+++ Supplied material

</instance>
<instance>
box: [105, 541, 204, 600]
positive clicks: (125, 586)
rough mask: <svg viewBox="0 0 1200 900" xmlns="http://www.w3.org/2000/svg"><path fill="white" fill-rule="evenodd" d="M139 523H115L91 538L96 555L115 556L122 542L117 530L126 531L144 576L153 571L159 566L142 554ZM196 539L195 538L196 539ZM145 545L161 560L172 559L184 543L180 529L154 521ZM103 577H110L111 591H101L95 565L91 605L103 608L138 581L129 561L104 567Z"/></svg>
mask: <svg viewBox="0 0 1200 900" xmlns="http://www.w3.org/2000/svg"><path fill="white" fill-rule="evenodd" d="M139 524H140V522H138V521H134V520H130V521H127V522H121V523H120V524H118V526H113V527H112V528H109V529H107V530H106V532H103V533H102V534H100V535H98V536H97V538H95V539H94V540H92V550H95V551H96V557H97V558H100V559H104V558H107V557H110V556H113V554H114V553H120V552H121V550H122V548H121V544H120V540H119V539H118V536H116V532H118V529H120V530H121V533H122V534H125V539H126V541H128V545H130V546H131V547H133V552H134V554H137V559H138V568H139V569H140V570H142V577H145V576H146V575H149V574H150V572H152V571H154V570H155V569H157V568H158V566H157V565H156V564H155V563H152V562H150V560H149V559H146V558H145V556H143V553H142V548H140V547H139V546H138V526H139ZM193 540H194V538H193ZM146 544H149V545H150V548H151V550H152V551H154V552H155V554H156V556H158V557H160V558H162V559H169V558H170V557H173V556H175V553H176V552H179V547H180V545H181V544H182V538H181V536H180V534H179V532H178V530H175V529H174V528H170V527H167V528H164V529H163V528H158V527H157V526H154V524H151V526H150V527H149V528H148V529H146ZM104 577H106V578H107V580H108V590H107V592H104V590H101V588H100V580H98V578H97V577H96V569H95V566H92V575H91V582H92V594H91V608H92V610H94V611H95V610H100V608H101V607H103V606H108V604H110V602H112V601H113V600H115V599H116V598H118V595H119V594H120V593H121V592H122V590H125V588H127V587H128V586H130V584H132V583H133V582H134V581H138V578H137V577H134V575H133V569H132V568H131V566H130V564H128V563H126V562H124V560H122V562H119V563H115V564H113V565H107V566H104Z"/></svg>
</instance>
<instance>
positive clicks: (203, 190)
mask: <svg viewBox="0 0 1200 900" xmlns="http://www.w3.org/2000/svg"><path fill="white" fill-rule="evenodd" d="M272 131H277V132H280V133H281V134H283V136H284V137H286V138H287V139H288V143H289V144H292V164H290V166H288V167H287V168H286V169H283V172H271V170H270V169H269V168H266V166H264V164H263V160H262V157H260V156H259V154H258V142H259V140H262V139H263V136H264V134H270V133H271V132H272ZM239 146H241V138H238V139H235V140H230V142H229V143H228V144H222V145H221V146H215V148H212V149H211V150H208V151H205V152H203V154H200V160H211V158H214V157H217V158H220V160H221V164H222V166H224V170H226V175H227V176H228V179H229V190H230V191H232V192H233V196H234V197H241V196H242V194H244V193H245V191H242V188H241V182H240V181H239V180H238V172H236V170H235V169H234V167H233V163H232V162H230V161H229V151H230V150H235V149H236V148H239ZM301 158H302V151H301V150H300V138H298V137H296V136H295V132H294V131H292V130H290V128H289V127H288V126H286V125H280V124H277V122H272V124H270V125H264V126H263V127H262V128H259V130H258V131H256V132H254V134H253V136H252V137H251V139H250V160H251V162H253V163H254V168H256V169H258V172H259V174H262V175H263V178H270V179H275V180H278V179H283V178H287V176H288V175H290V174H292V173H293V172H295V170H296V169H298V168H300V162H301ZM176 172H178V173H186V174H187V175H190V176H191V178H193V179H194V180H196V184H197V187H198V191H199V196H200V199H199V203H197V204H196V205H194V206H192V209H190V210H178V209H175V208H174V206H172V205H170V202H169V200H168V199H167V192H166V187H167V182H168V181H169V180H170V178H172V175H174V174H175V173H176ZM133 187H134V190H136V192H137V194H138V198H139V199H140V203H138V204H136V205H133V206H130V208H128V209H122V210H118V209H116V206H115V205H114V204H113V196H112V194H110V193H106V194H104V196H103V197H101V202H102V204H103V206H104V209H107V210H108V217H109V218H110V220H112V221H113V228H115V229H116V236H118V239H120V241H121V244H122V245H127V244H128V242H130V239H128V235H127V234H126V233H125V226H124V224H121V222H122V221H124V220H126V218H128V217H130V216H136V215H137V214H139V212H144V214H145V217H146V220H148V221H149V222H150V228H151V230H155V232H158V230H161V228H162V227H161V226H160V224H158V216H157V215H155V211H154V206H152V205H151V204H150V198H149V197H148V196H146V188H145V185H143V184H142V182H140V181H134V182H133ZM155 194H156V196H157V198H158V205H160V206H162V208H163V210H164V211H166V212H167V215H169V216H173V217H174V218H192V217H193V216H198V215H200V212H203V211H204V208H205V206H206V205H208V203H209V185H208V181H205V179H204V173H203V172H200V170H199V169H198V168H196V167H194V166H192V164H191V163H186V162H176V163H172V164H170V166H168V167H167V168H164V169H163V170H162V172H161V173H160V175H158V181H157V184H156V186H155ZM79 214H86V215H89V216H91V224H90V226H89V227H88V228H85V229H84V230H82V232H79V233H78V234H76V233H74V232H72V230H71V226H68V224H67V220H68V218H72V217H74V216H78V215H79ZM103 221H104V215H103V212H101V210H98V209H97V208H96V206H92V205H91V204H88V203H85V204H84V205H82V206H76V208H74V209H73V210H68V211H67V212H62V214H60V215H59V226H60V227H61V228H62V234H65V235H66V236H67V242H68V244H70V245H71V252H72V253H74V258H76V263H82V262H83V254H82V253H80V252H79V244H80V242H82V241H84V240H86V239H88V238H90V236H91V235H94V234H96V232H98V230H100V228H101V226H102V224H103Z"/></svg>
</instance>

++++++

Each line of the data is to be transcribed exactly, with nothing left out.

</instance>
<instance>
box: [105, 541, 204, 600]
positive clicks: (125, 586)
rough mask: <svg viewBox="0 0 1200 900" xmlns="http://www.w3.org/2000/svg"><path fill="white" fill-rule="evenodd" d="M139 523H115L91 538L96 555L115 556L122 542L117 530L126 531L144 576L153 571L159 566L142 554ZM196 539L195 538L196 539ZM145 545L161 560L172 559L184 543L180 529L154 521ZM103 577H110L111 591H101L95 565L91 605L103 608L138 581L129 561L104 567Z"/></svg>
mask: <svg viewBox="0 0 1200 900" xmlns="http://www.w3.org/2000/svg"><path fill="white" fill-rule="evenodd" d="M139 524H140V522H138V521H134V520H130V521H127V522H121V523H120V524H118V526H113V527H112V528H109V529H107V530H106V532H103V533H102V534H100V535H98V536H97V538H95V539H94V540H92V550H95V551H96V557H97V558H100V559H104V558H107V557H110V556H113V554H114V553H120V552H121V550H122V548H121V544H120V540H119V539H118V536H116V532H118V529H120V530H121V533H122V534H125V539H126V541H128V545H130V546H131V547H133V552H134V554H137V559H138V568H139V569H140V570H142V577H145V576H146V575H149V574H150V572H152V571H154V570H155V569H157V568H158V566H157V565H156V564H155V563H152V562H150V560H149V559H146V558H145V556H143V553H142V548H140V547H139V546H138V526H139ZM193 540H194V538H193ZM146 544H149V545H150V548H151V550H152V551H154V552H155V554H156V556H158V557H160V558H162V559H169V558H170V557H173V556H175V553H176V552H179V547H180V545H181V544H182V538H181V536H180V534H179V532H178V530H175V529H174V528H170V527H167V528H164V529H163V528H158V527H157V526H154V524H151V526H150V527H149V528H148V529H146ZM104 577H106V578H107V580H108V590H107V592H104V590H101V588H100V580H98V578H97V577H96V569H95V566H92V575H91V582H92V594H91V608H92V610H94V611H95V610H100V608H101V607H103V606H108V604H110V602H112V601H113V600H115V599H116V598H118V595H119V594H120V593H121V592H122V590H125V588H127V587H128V586H130V584H132V583H133V582H134V581H138V578H137V577H134V575H133V569H132V568H131V566H130V564H128V563H126V562H124V560H122V562H119V563H115V564H113V565H107V566H104Z"/></svg>
</instance>
<instance>
positive clicks: (203, 190)
mask: <svg viewBox="0 0 1200 900" xmlns="http://www.w3.org/2000/svg"><path fill="white" fill-rule="evenodd" d="M272 131H277V132H280V133H281V134H283V136H284V137H286V138H287V139H288V143H289V144H292V164H290V166H288V167H287V168H286V169H283V172H271V170H270V169H269V168H266V166H264V164H263V160H262V157H260V156H259V154H258V142H259V140H262V139H263V136H264V134H270V133H271V132H272ZM239 146H241V138H238V139H235V140H230V142H229V143H228V144H222V145H221V146H215V148H212V149H211V150H208V151H205V152H203V154H200V160H211V158H214V157H217V158H220V160H221V164H222V166H224V170H226V175H227V176H228V179H229V190H230V191H232V192H233V196H234V197H241V196H242V194H244V193H245V191H242V188H241V182H240V181H239V180H238V172H236V170H235V169H234V167H233V163H232V162H230V161H229V151H230V150H235V149H236V148H239ZM301 158H302V151H301V150H300V138H298V137H296V136H295V132H294V131H292V130H290V128H289V127H288V126H286V125H280V124H277V122H272V124H270V125H264V126H263V127H262V128H259V130H258V131H256V132H254V134H253V136H252V137H251V139H250V160H251V162H253V163H254V168H256V169H258V172H259V174H262V175H263V178H270V179H275V180H278V179H283V178H287V176H288V175H290V174H292V173H293V172H295V170H296V169H298V168H300V162H301ZM176 172H178V173H186V174H187V175H190V176H191V178H193V179H194V180H196V184H197V187H198V191H199V196H200V199H199V203H197V204H196V205H194V206H192V209H190V210H178V209H175V208H174V206H172V205H170V202H169V200H168V199H167V192H166V187H167V182H168V181H169V180H170V178H172V175H174V174H175V173H176ZM133 187H134V190H136V192H137V194H138V198H139V199H140V203H138V204H136V205H133V206H130V208H128V209H122V210H118V209H116V206H115V205H114V204H113V196H112V194H110V193H106V194H104V196H103V197H101V202H102V204H103V206H104V209H107V210H108V217H109V218H110V220H112V221H113V228H115V229H116V236H118V239H120V241H121V244H122V245H127V244H128V242H130V239H128V235H127V234H126V233H125V226H124V224H121V222H122V221H124V220H126V218H128V217H130V216H136V215H137V214H139V212H144V214H145V217H146V220H148V221H149V222H150V228H151V230H155V232H158V230H161V228H162V227H161V226H160V224H158V216H157V215H155V211H154V206H152V205H151V204H150V198H149V197H148V196H146V188H145V185H143V184H142V182H140V181H134V182H133ZM155 194H156V196H157V198H158V205H160V206H162V208H163V210H164V211H166V212H167V215H169V216H173V217H174V218H192V217H193V216H198V215H200V212H203V211H204V208H205V206H206V205H208V203H209V185H208V181H205V179H204V173H203V172H200V170H199V169H198V168H196V167H194V166H192V164H191V163H186V162H176V163H172V164H170V166H168V167H167V168H164V169H163V170H162V172H161V173H160V175H158V181H157V184H156V186H155ZM79 214H86V215H89V216H91V224H90V226H89V227H88V228H85V229H84V230H82V232H79V233H78V234H76V233H74V232H72V230H71V226H68V224H67V220H68V218H72V217H74V216H78V215H79ZM103 221H104V215H103V212H101V210H98V209H97V208H96V206H92V205H91V204H88V203H85V204H84V205H82V206H76V208H74V209H73V210H68V211H67V212H62V214H60V215H59V226H60V227H61V228H62V234H65V235H66V236H67V242H68V244H70V245H71V252H72V253H74V258H76V263H82V262H83V254H82V253H80V252H79V244H80V242H82V241H84V240H86V239H88V238H90V236H91V235H94V234H96V232H98V230H100V228H101V226H102V224H103Z"/></svg>
</instance>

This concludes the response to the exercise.